**RECORD EXTRACTS**:
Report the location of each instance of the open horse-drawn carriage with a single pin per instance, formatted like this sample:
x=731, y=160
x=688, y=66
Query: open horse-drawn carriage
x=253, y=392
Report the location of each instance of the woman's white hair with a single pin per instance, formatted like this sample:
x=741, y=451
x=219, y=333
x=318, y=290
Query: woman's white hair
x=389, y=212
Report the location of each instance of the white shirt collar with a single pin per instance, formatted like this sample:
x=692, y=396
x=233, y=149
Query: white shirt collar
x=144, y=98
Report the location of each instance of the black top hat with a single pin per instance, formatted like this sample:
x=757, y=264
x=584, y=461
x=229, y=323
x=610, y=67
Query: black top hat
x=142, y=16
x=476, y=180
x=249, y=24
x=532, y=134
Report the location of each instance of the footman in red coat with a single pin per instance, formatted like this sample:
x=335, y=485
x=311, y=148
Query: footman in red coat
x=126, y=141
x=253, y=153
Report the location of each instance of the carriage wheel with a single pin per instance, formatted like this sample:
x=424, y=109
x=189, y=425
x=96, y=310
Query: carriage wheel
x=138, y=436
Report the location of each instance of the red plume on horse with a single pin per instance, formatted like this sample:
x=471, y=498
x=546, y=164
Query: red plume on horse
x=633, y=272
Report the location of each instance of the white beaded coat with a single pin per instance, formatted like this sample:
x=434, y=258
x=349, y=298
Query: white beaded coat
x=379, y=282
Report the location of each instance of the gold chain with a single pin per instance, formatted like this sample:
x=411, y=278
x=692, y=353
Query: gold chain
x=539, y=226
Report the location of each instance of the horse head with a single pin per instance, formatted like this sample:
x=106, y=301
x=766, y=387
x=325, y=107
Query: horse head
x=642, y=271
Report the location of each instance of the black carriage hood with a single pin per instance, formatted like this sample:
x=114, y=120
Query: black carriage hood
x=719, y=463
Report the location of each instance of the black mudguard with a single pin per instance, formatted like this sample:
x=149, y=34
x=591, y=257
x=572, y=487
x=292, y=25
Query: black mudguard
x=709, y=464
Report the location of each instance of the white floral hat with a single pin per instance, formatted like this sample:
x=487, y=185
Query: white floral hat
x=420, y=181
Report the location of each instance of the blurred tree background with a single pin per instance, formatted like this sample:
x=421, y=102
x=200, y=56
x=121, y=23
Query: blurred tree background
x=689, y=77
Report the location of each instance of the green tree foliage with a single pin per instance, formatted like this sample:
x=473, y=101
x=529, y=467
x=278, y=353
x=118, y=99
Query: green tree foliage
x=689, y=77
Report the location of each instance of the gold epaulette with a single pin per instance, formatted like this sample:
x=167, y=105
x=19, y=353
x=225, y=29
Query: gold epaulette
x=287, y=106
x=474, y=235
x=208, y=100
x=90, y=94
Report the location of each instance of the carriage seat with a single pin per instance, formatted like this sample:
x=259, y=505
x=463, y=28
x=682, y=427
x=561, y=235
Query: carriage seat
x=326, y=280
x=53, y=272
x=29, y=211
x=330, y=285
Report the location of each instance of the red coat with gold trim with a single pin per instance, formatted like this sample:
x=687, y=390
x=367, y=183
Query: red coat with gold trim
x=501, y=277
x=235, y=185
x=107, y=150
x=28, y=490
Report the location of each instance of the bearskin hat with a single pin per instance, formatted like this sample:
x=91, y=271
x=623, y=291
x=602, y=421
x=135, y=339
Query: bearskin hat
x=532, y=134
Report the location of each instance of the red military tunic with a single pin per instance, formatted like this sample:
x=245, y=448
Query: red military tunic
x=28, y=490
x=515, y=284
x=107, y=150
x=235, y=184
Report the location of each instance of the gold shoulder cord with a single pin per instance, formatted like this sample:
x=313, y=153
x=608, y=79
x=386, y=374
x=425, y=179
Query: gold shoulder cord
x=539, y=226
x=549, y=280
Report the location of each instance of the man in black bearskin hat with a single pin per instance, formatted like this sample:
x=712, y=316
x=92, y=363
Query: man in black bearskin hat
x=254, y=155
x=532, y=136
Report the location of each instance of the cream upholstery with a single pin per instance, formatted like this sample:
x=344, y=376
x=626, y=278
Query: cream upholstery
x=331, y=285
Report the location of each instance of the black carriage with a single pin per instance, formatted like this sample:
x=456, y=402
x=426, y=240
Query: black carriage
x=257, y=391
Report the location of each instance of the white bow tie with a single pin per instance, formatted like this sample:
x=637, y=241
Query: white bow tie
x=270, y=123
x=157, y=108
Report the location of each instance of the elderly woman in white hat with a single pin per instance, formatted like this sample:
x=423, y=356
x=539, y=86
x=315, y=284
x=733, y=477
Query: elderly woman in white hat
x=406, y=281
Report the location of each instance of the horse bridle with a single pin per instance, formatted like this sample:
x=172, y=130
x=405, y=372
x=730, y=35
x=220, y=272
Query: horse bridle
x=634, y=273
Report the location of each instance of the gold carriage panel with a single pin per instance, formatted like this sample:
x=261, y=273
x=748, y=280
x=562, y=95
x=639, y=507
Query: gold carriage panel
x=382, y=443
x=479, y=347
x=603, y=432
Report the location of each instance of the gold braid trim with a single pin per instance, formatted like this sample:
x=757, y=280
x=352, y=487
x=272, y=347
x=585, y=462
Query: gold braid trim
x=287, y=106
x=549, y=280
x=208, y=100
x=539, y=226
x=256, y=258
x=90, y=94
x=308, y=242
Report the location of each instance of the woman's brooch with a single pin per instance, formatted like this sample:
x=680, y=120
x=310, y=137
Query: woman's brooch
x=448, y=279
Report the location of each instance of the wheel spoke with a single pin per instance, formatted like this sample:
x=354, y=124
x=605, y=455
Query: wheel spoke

**WHAT YOU ARE ASKED TO DO**:
For this task, write out exactly the lines of the entries above, starting at the line with "Query: carriage seat" and ending at the line with "x=426, y=240", both included, and no others.

**FINISHED EXERCISE**:
Query: carriage seat
x=326, y=280
x=53, y=272
x=29, y=211
x=330, y=285
Report the location of each instance of the red coat with gold trim with a single pin per instance, formatted like this sample:
x=687, y=390
x=367, y=183
Query: red coat with gold trim
x=501, y=277
x=235, y=185
x=107, y=150
x=28, y=490
Report the location of each instance of the bearskin hat with a single pin per instance, formatted like this sample:
x=91, y=271
x=623, y=291
x=602, y=421
x=135, y=339
Query: bearskin hat
x=532, y=134
Report the location of each instance of the red military tunic with a single pin per instance, formatted like this sample:
x=245, y=448
Query: red military tunic
x=28, y=490
x=515, y=284
x=107, y=150
x=235, y=184
Report the location of each instance of the gold shoulder cord with a single pin per instance, formatted like this sample:
x=313, y=153
x=608, y=79
x=386, y=374
x=425, y=179
Query: gold shoulder cord
x=539, y=226
x=549, y=280
Report the location of each instance of the man in black bearskin hat with a single pin per instance, formatted like this sample:
x=712, y=316
x=92, y=363
Query: man in black bearskin hat
x=254, y=155
x=532, y=136
Report the location of each instance of the cream upholstery with a single pin per instance, formatted like this sample:
x=344, y=376
x=626, y=278
Query: cream upholstery
x=331, y=285
Report the location of each instance of the black carriage with a single pin per instance, formatted like this sample:
x=456, y=402
x=426, y=240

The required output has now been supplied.